**What is needed**
Each line from the line that includes "In this exercise you will mark the gray" through the end of the material below must be transcribed exactly, with no other lines.

****************

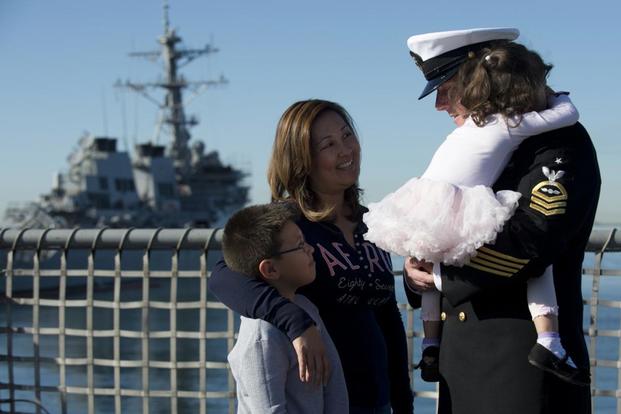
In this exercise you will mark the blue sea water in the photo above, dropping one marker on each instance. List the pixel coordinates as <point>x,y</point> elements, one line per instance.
<point>187,350</point>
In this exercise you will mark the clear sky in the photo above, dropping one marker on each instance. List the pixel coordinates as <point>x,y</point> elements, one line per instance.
<point>60,59</point>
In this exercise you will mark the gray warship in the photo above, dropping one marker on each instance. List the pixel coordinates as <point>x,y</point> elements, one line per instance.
<point>178,185</point>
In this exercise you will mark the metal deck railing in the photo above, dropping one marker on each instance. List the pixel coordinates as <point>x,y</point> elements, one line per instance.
<point>120,320</point>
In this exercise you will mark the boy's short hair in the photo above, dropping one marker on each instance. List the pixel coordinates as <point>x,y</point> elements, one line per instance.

****************

**The answer**
In this exercise you will mark the gray warship in the photo above, dropping one marker on each instance. List the pixel coordinates as <point>x,y</point> elements, one line per instance.
<point>178,185</point>
In this exercise you will mark the metal deck railing in the photo above, dropping one marker on each instance. List the pixel coordinates as <point>x,y</point> elements, one line per instance.
<point>120,320</point>
In this exercise you will mark the boy's short hair in the photo above, dropping one marker on each instance. List the pixel coordinates as <point>x,y</point> elements, one line per instance.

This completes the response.